■ What is being asked
Quote verbatim the span of lines that begins the listing below and closes with the line containing "target: person's hood".

■ Dataset extract
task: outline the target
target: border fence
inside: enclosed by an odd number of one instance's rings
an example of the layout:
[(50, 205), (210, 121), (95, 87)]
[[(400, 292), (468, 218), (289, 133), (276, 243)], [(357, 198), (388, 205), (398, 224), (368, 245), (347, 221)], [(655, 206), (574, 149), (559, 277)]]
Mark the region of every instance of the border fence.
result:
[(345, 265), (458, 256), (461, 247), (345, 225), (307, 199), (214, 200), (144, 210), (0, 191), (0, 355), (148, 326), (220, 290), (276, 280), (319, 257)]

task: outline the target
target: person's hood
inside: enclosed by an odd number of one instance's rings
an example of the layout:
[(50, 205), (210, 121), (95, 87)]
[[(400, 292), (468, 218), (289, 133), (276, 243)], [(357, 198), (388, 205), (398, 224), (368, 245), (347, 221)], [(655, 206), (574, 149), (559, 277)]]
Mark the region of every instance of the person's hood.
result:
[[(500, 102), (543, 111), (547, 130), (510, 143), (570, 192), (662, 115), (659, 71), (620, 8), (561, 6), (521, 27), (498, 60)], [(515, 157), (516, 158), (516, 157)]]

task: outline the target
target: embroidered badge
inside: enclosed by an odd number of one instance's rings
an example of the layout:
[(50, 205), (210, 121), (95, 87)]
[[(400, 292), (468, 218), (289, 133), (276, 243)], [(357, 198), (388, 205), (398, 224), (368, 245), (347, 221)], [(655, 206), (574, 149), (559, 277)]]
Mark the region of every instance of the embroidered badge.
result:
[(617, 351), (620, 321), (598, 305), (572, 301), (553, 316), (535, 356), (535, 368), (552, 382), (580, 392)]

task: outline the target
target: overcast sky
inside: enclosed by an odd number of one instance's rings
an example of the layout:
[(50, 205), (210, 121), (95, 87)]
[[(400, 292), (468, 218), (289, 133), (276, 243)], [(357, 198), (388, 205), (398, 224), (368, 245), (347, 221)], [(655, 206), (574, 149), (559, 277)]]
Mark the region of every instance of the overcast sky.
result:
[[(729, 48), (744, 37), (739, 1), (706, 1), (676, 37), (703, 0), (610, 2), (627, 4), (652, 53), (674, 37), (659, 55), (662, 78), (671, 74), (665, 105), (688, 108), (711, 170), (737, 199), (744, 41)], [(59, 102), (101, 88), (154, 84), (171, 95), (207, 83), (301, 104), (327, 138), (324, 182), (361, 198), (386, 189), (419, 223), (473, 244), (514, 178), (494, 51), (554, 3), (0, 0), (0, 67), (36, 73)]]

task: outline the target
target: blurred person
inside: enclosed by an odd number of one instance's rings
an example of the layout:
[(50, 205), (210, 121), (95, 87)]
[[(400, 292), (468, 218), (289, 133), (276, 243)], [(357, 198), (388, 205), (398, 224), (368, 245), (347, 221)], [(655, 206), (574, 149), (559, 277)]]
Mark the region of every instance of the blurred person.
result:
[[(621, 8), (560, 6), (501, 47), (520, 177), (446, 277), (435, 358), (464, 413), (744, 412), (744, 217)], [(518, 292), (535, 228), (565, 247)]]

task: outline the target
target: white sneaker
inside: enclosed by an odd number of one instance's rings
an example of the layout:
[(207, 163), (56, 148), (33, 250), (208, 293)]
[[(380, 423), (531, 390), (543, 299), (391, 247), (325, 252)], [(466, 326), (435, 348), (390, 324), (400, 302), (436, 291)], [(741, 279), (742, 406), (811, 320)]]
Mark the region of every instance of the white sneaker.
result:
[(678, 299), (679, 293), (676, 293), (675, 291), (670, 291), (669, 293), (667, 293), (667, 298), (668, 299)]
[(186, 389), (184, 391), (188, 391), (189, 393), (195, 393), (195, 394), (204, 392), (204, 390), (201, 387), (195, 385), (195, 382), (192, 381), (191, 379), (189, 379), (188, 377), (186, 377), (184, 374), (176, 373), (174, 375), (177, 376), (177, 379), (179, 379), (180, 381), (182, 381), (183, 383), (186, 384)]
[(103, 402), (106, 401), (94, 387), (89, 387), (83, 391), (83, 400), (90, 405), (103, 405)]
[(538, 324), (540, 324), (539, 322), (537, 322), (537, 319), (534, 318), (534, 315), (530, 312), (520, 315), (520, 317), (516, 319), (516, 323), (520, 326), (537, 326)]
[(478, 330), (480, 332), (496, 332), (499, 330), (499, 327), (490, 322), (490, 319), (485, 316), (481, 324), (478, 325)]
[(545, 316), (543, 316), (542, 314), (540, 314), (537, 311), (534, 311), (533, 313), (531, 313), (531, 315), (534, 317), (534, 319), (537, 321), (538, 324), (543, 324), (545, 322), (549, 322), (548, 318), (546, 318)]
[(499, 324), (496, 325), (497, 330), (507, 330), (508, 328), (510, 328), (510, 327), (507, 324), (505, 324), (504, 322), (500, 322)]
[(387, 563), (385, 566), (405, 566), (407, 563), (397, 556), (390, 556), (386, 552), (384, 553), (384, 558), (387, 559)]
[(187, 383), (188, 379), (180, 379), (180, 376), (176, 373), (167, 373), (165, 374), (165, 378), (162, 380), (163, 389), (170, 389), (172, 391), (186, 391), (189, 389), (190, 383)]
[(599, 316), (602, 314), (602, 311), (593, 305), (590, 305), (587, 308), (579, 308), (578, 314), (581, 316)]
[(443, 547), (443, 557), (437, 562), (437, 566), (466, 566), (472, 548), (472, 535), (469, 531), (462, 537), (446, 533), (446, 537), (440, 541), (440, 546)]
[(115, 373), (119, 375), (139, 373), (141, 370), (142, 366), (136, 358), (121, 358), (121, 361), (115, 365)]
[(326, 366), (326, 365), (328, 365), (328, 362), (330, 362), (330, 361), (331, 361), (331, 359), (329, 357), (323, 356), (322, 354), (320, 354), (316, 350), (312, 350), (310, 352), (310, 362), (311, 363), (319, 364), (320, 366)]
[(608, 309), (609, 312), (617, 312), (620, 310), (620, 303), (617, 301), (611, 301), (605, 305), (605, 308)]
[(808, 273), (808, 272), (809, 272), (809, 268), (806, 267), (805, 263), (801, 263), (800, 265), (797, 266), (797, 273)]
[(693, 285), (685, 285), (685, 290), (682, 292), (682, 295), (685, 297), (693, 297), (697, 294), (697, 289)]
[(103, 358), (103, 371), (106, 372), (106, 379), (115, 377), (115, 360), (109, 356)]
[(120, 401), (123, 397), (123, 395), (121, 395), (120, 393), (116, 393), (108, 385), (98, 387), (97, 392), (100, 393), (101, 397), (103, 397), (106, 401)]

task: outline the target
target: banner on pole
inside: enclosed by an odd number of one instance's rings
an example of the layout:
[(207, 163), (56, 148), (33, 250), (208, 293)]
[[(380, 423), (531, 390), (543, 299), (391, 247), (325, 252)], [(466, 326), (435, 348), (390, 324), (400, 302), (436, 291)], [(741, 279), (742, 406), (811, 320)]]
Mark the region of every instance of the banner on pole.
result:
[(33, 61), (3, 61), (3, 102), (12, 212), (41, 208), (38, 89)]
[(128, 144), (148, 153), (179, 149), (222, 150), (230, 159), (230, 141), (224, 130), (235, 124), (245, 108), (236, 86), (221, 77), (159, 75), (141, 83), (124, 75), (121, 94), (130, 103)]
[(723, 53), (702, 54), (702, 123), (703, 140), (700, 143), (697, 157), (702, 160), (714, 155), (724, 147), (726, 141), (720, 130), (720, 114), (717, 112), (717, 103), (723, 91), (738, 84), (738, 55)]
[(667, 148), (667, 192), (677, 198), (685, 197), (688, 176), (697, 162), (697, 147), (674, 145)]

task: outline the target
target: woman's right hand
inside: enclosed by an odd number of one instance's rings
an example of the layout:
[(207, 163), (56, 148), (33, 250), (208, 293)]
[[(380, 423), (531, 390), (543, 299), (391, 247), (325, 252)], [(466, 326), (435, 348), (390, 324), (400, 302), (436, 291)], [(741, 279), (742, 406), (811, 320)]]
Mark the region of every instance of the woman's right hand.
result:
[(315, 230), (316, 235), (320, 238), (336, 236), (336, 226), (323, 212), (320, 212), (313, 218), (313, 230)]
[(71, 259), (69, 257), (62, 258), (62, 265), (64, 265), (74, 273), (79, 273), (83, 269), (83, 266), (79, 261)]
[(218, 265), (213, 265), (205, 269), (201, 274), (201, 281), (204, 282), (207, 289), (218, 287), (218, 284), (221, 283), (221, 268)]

■ Exercise response
task: outline the target
target: border fence
inside: enclosed by an odd number of one instance's rings
an example of the layout:
[(50, 205), (210, 121), (95, 87)]
[[(400, 292), (468, 218), (289, 133), (276, 243)], [(357, 198), (388, 205), (398, 224), (368, 245), (347, 221)], [(655, 206), (574, 149), (559, 277)]]
Mark the region of every instance of the border fence.
result:
[(345, 265), (458, 256), (461, 247), (345, 225), (307, 199), (214, 200), (144, 210), (0, 191), (0, 355), (148, 326), (220, 290), (276, 280), (319, 257)]

task: outline the target
target: person's hood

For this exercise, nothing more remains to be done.